Reading text:
Active Reading Strategy

Before Reading

1. Skim the passage (30 seconds) - Read intro and conclusion - Note topic and structure - Identify author's purpose

2. Preview questions (30 seconds) - Don't read answer choices - Note line references - Identify question types

While Reading

Annotate actively:
  • Underline main claims
  • Circle transitions (however, therefore, but)
  • Note shifts in tone or perspective
  • Mark unfamiliar words
Create mental roadmap:
  • What's the topic?
  • What's the author's claim?
  • How is the argument structured?
  • What evidence is provided?

Time Per Passage

  • Read: 4-5 minutes
  • Answer questions: 8-9 minutes
  • Total: 12-14 minutes

Answering Strategies

1. Find Direct Evidence

For every answer:
  • Can you point to a specific line?
  • Does the passage explicitly support it?

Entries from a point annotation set
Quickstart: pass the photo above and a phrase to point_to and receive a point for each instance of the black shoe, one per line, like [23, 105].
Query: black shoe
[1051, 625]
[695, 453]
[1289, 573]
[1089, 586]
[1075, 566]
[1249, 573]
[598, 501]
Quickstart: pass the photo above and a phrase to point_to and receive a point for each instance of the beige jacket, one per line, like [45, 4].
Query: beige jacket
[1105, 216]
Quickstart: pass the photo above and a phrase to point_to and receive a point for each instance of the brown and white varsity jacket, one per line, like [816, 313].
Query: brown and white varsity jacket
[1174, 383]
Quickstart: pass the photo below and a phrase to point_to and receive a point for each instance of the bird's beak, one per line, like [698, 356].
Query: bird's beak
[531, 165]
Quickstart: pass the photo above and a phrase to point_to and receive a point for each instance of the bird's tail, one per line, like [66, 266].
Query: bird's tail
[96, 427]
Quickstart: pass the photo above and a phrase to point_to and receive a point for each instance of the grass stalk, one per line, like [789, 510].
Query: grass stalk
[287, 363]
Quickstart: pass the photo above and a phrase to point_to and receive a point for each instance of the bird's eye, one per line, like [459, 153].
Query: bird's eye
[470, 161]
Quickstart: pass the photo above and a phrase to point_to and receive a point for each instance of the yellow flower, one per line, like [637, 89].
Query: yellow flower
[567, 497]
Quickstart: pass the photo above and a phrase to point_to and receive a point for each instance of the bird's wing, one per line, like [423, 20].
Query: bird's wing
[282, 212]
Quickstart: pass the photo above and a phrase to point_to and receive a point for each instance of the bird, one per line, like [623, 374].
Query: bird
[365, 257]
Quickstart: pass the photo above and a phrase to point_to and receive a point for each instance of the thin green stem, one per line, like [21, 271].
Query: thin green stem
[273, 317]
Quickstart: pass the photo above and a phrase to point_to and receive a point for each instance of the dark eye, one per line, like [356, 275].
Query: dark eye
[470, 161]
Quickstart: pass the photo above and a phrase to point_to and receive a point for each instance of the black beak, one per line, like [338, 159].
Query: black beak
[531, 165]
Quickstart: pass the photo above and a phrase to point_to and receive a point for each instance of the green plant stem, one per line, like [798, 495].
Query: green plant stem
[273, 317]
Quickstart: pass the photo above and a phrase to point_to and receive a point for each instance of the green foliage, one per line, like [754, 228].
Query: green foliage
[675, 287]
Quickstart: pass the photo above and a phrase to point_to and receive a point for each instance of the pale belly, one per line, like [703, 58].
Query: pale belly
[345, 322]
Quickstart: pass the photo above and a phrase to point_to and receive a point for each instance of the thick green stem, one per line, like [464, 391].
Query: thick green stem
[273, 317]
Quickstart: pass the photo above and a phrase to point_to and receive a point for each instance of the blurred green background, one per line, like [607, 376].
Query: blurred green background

Things to do:
1 - According to the reading strategy guide, what is the total time to spend on each passage?
2 - Reproduce the part of the reading strategy guide starting with "2. Preview questions" and going on through "(however, therefore, but)".
3 - Resume the reading strategy guide from the point where it stops.
You won't need the rows for any of this.

Answers for this exercise:
1 - 12-14 minutes

2 -
2. Preview questions (30 seconds) - Don't read answer choices - Note line references - Identify question types

While Reading

Annotate actively:
  • Underline main claims
  • Circle transitions (however, therefore, but)

3 -
  • Avoid assumptions
Command of Evidence questions are gifts:
  • They tell you the answer must be proven
  • Eliminate choices without clear support

2. Eliminate Wrong Answer Types

Common wrong answers:

  • Too extreme: Always, never, must, only
  • Out of scope: Not mentioned in passage
  • Opposite: Contradicts passage
  • Right words, wrong meaning: Uses passage vocabulary incorrectly

3. Vocabulary in Context

Strategy:
  • Cover the word, predict a synonym
  • Check each answer choice by substituting
  • Reread sentence with your choice
Don't use:
  • Dictionary definition (context matters!)
  • First meaning you think of

4. Paired Passages

Efficient approach:
  • Read Passage 1, answer its questions
  • Read Passage 2, answer its questions
  • Answer comparison questions
Comparison question types:
  • How would Author 2 respond to Author 1?
  • What do both passages agree on?
  • How do perspectives differ?

Passage-Specific Strategies

Literary Fiction

Challenges: Metaphorical language, character psychology Focus: Character emotions, relationships, changes Ask: What motivates characters? How do they change?

Historical Documents

Challenges: Old language, complex arguments Focus: Author's main argument and evidence Ask: What problem is addressed? What solution is proposed?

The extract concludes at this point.